<<<<

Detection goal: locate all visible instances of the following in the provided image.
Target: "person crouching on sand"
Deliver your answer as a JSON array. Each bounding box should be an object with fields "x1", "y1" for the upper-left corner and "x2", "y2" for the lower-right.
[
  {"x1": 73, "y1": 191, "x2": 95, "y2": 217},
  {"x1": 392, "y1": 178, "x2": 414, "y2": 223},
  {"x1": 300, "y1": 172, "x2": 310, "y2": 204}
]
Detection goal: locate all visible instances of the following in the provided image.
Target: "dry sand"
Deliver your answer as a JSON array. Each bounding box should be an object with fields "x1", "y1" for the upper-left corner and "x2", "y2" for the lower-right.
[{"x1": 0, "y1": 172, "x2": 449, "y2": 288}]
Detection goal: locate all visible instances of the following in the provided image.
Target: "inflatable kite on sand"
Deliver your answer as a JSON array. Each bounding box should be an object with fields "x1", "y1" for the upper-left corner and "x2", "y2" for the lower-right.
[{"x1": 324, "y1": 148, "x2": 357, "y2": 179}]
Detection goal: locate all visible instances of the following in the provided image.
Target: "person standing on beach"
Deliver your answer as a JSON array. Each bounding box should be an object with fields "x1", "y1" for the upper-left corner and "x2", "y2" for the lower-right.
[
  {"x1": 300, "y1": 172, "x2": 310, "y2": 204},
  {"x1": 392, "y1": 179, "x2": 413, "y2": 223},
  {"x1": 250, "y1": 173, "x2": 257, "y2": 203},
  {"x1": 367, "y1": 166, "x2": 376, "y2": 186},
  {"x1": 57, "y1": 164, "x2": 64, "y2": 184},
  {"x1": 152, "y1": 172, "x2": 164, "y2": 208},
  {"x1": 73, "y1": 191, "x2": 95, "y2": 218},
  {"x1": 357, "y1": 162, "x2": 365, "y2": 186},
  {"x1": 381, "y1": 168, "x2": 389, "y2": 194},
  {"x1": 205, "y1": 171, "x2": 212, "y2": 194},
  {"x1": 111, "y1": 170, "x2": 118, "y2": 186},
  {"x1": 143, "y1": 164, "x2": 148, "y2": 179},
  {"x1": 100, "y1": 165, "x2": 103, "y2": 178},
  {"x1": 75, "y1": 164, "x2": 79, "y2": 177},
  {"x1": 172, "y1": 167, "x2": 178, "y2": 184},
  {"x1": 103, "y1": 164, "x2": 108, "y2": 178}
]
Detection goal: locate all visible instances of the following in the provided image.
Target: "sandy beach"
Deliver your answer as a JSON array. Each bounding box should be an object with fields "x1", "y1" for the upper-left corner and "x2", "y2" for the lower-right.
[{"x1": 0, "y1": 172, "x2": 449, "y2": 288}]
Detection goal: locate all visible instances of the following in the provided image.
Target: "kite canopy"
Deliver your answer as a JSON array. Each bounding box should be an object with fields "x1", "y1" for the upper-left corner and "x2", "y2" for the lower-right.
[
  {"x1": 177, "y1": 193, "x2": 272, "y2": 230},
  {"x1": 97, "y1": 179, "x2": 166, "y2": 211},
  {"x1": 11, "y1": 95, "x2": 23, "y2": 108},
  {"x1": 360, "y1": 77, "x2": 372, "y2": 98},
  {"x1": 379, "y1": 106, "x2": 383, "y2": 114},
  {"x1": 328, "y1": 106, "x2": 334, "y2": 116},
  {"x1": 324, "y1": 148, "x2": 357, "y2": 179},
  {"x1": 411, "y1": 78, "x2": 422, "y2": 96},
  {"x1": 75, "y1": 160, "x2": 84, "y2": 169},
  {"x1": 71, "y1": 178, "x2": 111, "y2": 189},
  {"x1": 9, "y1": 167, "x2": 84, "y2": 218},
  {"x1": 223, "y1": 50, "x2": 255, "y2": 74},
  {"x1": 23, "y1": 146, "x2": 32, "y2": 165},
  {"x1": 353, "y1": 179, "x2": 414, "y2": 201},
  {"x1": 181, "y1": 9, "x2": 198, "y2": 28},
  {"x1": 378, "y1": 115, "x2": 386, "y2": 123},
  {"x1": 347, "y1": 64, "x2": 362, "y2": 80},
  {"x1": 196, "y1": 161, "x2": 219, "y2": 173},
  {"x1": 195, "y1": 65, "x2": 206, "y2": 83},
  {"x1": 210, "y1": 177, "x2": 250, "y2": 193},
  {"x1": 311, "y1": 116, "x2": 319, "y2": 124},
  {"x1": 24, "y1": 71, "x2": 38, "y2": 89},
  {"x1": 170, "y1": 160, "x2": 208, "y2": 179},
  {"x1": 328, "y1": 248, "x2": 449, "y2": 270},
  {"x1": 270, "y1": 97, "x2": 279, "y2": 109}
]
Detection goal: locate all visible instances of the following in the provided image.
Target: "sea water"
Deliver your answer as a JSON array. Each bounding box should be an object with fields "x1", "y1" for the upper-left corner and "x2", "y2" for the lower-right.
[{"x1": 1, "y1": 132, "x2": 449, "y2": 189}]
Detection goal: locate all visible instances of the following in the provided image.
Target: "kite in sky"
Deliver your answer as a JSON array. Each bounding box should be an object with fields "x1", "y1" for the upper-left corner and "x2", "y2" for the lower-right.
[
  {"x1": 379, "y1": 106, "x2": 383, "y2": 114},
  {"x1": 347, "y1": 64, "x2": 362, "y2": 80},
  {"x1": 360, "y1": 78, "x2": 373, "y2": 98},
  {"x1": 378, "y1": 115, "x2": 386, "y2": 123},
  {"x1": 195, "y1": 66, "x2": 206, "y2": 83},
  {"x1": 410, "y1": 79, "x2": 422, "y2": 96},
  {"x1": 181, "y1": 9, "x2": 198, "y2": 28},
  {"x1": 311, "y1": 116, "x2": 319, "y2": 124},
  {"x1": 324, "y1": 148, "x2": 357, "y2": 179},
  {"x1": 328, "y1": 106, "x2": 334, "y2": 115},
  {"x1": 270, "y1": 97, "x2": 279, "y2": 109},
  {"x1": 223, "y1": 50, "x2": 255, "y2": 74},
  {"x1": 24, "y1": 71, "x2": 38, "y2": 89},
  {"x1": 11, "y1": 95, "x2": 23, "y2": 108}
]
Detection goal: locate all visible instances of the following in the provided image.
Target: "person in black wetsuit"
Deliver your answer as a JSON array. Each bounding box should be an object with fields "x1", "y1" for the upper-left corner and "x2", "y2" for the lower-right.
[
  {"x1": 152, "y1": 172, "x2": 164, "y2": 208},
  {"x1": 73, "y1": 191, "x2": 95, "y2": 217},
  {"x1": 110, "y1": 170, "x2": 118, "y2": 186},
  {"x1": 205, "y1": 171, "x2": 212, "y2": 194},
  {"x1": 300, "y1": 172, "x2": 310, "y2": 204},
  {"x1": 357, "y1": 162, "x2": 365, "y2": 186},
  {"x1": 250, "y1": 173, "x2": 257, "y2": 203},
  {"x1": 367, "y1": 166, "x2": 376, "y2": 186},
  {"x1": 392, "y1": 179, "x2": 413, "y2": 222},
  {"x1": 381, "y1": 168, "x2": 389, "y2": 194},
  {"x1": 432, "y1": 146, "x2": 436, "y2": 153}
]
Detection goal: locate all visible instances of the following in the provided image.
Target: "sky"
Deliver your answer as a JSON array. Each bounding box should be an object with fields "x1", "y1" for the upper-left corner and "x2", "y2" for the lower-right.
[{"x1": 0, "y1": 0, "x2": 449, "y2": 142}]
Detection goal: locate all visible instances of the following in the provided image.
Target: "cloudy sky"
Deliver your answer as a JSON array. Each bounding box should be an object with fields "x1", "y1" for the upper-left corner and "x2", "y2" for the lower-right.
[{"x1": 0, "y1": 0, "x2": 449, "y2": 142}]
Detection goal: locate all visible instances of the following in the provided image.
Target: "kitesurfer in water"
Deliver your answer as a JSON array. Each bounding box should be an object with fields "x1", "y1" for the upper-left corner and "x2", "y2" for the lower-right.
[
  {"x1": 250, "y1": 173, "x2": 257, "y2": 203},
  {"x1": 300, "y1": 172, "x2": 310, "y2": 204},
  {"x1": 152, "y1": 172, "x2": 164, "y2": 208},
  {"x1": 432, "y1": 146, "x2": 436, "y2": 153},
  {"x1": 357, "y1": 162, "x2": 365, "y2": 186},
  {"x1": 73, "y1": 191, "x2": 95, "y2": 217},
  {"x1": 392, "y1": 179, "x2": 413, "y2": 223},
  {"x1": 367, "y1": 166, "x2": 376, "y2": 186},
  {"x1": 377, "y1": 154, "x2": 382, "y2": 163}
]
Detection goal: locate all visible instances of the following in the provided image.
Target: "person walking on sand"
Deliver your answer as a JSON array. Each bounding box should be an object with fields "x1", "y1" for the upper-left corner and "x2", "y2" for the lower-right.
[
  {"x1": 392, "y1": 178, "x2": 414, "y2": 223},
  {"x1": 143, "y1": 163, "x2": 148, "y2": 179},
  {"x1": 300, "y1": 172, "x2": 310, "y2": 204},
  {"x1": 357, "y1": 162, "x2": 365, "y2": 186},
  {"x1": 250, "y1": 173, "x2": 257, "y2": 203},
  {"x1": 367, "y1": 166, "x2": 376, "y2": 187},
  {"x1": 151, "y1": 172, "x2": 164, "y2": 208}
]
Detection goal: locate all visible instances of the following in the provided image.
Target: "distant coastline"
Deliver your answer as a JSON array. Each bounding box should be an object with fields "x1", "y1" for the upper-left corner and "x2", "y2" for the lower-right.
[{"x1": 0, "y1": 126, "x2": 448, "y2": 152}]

>>>>

Scan the preceding listing for the string "person" and copy every line where it occurs.

Target: "person crouching on sand"
Target: "person standing on beach"
Target: "person in black wetsuit"
Target: "person walking on sand"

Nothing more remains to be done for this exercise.